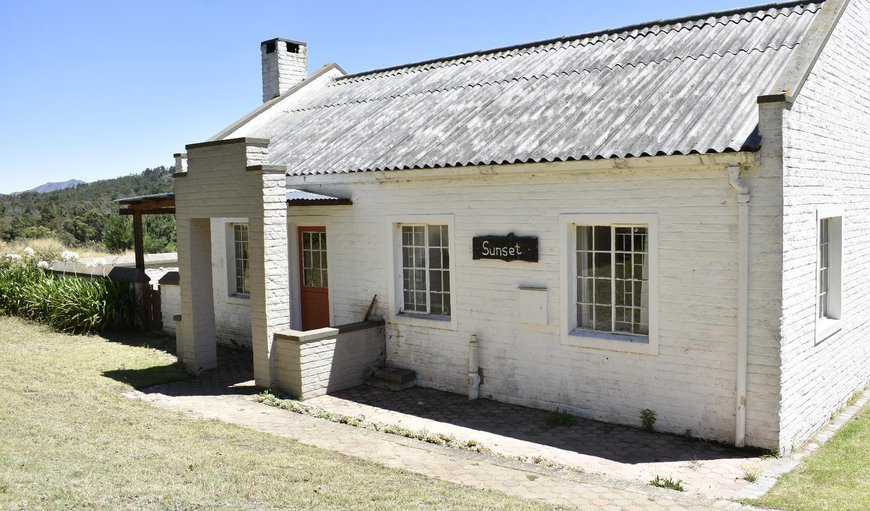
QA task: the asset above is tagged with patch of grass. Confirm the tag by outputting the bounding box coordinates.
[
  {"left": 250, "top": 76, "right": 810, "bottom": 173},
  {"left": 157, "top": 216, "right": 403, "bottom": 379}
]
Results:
[
  {"left": 740, "top": 465, "right": 761, "bottom": 483},
  {"left": 257, "top": 390, "right": 490, "bottom": 452},
  {"left": 649, "top": 476, "right": 686, "bottom": 491},
  {"left": 846, "top": 389, "right": 864, "bottom": 406},
  {"left": 640, "top": 408, "right": 656, "bottom": 431},
  {"left": 745, "top": 405, "right": 870, "bottom": 511},
  {"left": 547, "top": 408, "right": 577, "bottom": 427},
  {"left": 0, "top": 317, "right": 554, "bottom": 511}
]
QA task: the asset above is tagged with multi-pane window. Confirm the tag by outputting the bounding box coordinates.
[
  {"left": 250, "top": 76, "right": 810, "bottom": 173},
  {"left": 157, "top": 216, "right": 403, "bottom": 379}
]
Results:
[
  {"left": 302, "top": 231, "right": 329, "bottom": 287},
  {"left": 816, "top": 216, "right": 843, "bottom": 328},
  {"left": 576, "top": 225, "right": 650, "bottom": 335},
  {"left": 401, "top": 225, "right": 450, "bottom": 316},
  {"left": 818, "top": 218, "right": 831, "bottom": 318},
  {"left": 233, "top": 224, "right": 251, "bottom": 295}
]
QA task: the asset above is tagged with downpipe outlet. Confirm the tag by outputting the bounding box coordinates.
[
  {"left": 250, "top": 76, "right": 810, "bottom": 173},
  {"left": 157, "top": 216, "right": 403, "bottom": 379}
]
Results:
[{"left": 468, "top": 335, "right": 480, "bottom": 399}]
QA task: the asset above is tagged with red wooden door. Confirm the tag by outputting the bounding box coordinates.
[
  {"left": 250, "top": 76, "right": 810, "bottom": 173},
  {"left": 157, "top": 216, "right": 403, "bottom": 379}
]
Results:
[{"left": 299, "top": 227, "right": 329, "bottom": 330}]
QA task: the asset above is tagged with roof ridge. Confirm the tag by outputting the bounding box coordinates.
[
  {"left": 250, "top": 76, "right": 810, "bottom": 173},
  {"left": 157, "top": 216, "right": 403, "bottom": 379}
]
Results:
[
  {"left": 334, "top": 0, "right": 826, "bottom": 83},
  {"left": 289, "top": 43, "right": 800, "bottom": 112}
]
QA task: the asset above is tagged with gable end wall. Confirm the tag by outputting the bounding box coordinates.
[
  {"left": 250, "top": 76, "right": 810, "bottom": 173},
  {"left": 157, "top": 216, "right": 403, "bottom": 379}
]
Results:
[{"left": 780, "top": 0, "right": 870, "bottom": 451}]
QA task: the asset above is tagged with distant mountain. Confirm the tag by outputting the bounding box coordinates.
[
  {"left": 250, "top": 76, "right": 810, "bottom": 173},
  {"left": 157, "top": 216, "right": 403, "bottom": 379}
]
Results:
[
  {"left": 0, "top": 166, "right": 175, "bottom": 252},
  {"left": 12, "top": 179, "right": 85, "bottom": 195}
]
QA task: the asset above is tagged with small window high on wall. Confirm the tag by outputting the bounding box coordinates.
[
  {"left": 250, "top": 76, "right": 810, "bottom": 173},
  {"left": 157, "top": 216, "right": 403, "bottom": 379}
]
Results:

----

§ **Exercise details**
Can you reproduce the part that opens with the line containing "QA task: the asset above is tagged with distant" and runs through the last of the lines above, requests included, but with every coordinate in the answers multiplied by 2 and rounded to a whole number, halves going up? Leave every number inside the requests, including their sample coordinates, unchanged.

§ **Output for this task**
QA task: the asset above is tagged with distant mountain. Confirm the tag by outputting the bounding box coordinates.
[
  {"left": 250, "top": 76, "right": 810, "bottom": 173},
  {"left": 157, "top": 216, "right": 403, "bottom": 379}
]
Results:
[
  {"left": 0, "top": 332, "right": 350, "bottom": 504},
  {"left": 24, "top": 358, "right": 170, "bottom": 390}
]
QA task: the asset above is tagged with small window high on wall. Confirm the tag by outputting the bounding box coordinates.
[
  {"left": 250, "top": 76, "right": 810, "bottom": 173},
  {"left": 157, "top": 216, "right": 403, "bottom": 379}
]
Results:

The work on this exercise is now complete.